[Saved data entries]
▬▬▬▬▬▬

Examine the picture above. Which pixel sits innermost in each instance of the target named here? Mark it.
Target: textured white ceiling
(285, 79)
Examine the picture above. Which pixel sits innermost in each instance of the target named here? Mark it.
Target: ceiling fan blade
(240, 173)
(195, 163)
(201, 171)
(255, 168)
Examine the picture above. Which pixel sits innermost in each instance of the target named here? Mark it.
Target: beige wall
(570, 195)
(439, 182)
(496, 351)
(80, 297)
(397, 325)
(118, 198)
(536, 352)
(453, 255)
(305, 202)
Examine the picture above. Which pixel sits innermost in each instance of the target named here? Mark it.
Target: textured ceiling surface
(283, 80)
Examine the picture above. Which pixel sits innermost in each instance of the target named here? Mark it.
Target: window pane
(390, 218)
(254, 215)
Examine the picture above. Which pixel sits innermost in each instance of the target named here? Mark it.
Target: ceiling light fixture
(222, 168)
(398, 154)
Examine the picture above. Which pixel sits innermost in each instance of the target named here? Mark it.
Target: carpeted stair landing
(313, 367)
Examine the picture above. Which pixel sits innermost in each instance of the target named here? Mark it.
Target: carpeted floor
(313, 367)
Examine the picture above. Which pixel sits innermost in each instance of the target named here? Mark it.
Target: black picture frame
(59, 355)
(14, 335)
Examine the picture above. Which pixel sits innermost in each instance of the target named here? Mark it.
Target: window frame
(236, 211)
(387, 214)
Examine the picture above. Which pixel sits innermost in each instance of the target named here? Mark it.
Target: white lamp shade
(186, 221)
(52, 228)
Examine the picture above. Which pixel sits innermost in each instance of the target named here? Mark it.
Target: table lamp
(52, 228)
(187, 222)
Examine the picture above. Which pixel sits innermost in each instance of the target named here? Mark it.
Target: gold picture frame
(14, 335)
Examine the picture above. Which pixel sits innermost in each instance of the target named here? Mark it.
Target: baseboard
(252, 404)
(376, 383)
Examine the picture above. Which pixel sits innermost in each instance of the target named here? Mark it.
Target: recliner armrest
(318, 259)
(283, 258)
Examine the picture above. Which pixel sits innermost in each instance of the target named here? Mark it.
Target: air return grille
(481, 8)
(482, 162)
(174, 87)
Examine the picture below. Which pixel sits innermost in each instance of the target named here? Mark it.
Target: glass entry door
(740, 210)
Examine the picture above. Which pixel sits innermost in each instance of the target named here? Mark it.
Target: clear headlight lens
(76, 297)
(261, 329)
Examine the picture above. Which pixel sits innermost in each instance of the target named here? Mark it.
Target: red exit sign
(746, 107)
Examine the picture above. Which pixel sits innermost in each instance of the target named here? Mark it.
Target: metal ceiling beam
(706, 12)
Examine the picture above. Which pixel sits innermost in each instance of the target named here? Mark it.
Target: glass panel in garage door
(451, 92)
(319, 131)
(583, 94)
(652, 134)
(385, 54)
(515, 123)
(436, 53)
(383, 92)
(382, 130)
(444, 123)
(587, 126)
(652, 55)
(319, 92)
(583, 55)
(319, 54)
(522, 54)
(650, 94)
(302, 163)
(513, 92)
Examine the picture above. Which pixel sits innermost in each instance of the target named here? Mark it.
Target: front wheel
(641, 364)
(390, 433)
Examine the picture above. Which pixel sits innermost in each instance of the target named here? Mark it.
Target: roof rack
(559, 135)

▬▬▬▬▬▬

Required work
An exact written copy of every entry is the required answer.

Your response
Examine the picture above. Which pixel sits innermost in each instance of the target named here? Mark it.
Target: textured white ceiling
(285, 79)
Examine the picture above. Which pixel sits innermost in each instance of the target named here? Mark it.
Target: ceiling fan blade
(240, 173)
(195, 163)
(201, 171)
(255, 168)
Examine the picture above. Which pixel sits innermost in each instance of the target named here? Mark it.
Target: beige wall
(570, 195)
(439, 182)
(496, 351)
(80, 297)
(397, 325)
(118, 198)
(536, 352)
(453, 255)
(305, 202)
Examine the picture above. Which pixel sits innermost in each instance of the target named here? Mark it.
Target: textured ceiling surface
(283, 80)
Examine the picture above. Which pixel sits innermost in each instance of the target named here? Mark it.
Target: window pane
(390, 218)
(254, 215)
Examine the picture above. Which pixel sits innermost in each instance of the target named here? Mark it.
Target: ceiling light fixture
(222, 168)
(398, 154)
Examine the picture above. Which pixel sits innermost in each instance of the target named here? Mark it.
Target: carpeted stair landing
(313, 367)
Examine the picture above. Which pixel sits innermost in each instance of the target named here? Mark it.
Target: carpeted floor
(313, 367)
Examine the picture above. Which pixel sits innermost in each instance of the target named here? Mark it.
Target: black picture frame
(59, 355)
(14, 335)
Examine the picture above. Which pixel sits innermost in each instance of the target named here? Mark it.
Target: window frame
(236, 211)
(387, 214)
Examine the picture above. Which pixel sits innermost in each instance of the target named here? Mark it.
Target: white lamp shade
(186, 221)
(52, 228)
Examine the picture above. Which pixel sits innermost in each instance of the target named here? Mark it.
Target: table lamp
(52, 228)
(187, 222)
Examine the picture above. Which pixel sits innermost in each instance of the target named here? Mark it.
Target: gold picture frame
(14, 335)
Examine the picture above. Which pixel sits innermost in each instance of the target named here? Mark it.
Target: baseboard
(252, 404)
(376, 383)
Examine the picture above. Which pixel sits innermost in each instance of the target named here? Mark it.
Target: recliner armrest
(318, 259)
(283, 258)
Examine the picture above. Which pixel sits innermost in each instance of the target named here? Mark it.
Target: air return grille
(481, 8)
(482, 162)
(174, 87)
Examine the picture below. Which pixel sits innermost in each instance of the target named here? Mark it.
Target: glass entry door
(740, 210)
Examine the picture above. Which pixel sits innermost in each instance of the target named here? Mark it.
Target: clear headlight lens
(76, 297)
(261, 329)
Examine the picture above. Which pixel sits innermost in each instance of the target named here? Mark it.
Target: red exit sign
(746, 107)
Examine the picture above. Which pixel sits innermost in each instance of the target named here? Mark it.
Target: metal ceiling beam
(706, 12)
Examine the picture above. Which pixel sits innermost in each instance of the target named here? Mark it.
Target: glass panel in garage door
(451, 92)
(319, 131)
(583, 94)
(652, 134)
(385, 54)
(515, 123)
(436, 53)
(383, 92)
(382, 130)
(444, 123)
(587, 126)
(652, 55)
(319, 92)
(583, 55)
(319, 54)
(522, 54)
(650, 94)
(302, 163)
(513, 92)
Examine the picture above. Which pixel sits innermost in each instance of the target named here? Mark it.
Target: front wheel
(641, 364)
(390, 433)
Examine the picture above. Which pixel sits innermost in each instance of the target named here? Mark it.
Target: roof rack
(559, 135)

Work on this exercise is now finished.